■ TEXT BLOCK
Observability in Go: Where to start and what matters most
When you're building Go services, observability tooling should follow your actual problems rather than some imaginary maturity model. Start with logs because they're trivial to implement and surprisingly powerful. Then add metrics, tracing, and profiling only when you have specific questions those tools can answer.
Logs are the entry point because they require almost zero setup. Use the standard library, write to stdout, and you're done. What makes logs particularly useful in Go is how naturally they capture panic stack traces. At Grafana Labs, they parse logs to count panics and turn those counts into alertable metrics. This is dead simple: a regex looking for panic signatures, feeding a counter, with alerts on anomalies. You get observability without instrumenting anything beyond basic structured logging.
The progression from logs to metrics should be driven by cardinality concerns. If you're logging every request with user IDs and getting millions of unique log lines, that's when you extract specific dimensions into proper metrics. But don't prematurely optimize here. Loki can handle surprisingly high log volumes, and deriving metrics from logs means you can iterate on what you're measuring without redeploying code.
Tracing becomes necessary when you have multiple services and need to understand request flow across boundaries. The key insight is that tracing's value comes from the parent-child relationships and explicit timing data. A single service with 30 lines of code probably doesn't need tracing, but the moment you have frontend calling backend calling database, tracing is how you identify which hop is slow. The context package is critical here because it carries trace IDs across service boundaries. Without proper context propagation, your traces fragment and lose their diagnostic power.
The common mistake with tracing is treating it as a performance optimization tool when it's actually a topology and timing visualization tool. If your service is slow, tracing shows you where time is spent, but it won't tell you why that database query is slow. That's a different problem requiring different tools.
Profiling with pprof should be your last resort, not your first instinct. The biggest gotcha is running CPU profiles when you don't have a CPU problem. If your service is using 0.1 cores and running slowly, CPU profiling is useless because the slowness is from waiting on IO, not computation. Check your actual CPU utilization first. When you do have CPU problems in Go, memory allocation is usually the culprit. Go's garbage collector means allocation pressure shows up as CPU time, so look at memory profiles even when diagnosing CPU issues.
Go's error handling creates an interesting observability challenge. Errors are often just strings rather than typed exceptions, making it harder to aggregate error types for metrics. The workaround is either defining custom error types from the start or using sentinel errors that you can check with errors.Is. This requires more discipline than exception-based languages but gives you better control over error context.
eBPF enters the picture when application-level instrumentation isn't enough. If you need visibility into kernel-level behavior, network stack performance, or syscall patterns, eBPF programs can observe without modifying your application. But this is genuinely advanced territory. Most Go services never need eBPF because application-level observability covers 95% of real problems.
The practical takeaway is to resist the urge to instrument everything upfront. Add observability incrementally as you encounter actual blind spots. Logs first, metrics when cardinality matters, tracing when you have multiple services, profiling when you have confirmed resource problems, and eBPF when nothing else reaches deep enough.

■ TO DO
(A) Reproduce the portion of the Go observability article that begins with the words containing "eBPF enters the" and ends with "of real problems.".
(B) List, in the order given, the observability techniques named in the final paragraph of the Go observability article.

■ Source data
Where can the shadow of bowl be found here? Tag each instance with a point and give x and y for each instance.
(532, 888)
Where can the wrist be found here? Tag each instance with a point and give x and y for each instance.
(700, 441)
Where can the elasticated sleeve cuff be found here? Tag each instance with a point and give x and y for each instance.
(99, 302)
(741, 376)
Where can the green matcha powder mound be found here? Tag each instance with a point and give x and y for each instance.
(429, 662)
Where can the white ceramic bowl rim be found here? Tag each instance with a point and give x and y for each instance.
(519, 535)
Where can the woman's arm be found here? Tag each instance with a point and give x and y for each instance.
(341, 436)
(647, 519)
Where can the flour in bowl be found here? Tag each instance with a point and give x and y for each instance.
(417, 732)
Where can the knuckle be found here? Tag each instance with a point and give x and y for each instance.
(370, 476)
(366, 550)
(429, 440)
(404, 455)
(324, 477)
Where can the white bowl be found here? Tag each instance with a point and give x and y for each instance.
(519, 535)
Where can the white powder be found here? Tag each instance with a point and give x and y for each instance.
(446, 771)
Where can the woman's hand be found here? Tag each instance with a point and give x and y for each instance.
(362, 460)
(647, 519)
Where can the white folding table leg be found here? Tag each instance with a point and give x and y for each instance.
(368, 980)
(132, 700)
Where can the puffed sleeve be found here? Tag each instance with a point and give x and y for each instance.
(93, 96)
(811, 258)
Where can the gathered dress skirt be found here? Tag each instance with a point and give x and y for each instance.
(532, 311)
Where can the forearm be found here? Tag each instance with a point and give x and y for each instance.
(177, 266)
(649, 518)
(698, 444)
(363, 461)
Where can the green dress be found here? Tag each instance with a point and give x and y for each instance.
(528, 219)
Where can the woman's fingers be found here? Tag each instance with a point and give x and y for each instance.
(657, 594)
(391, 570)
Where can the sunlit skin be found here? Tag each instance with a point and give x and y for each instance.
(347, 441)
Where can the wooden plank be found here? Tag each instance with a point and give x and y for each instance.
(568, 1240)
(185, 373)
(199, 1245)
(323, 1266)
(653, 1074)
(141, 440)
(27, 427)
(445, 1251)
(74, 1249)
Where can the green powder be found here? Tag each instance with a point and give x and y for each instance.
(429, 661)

■ OUTPUTS FOR THE TASKS
(A)
eBPF enters the picture when application-level instrumentation isn't enough. If you need visibility into kernel-level behavior, network stack performance, or syscall patterns, eBPF programs can observe without modifying your application. But this is genuinely advanced territory. Most Go services never need eBPF because application-level observability covers 95% of real problems.

(B) Logs, metrics, tracing, profiling, eBPF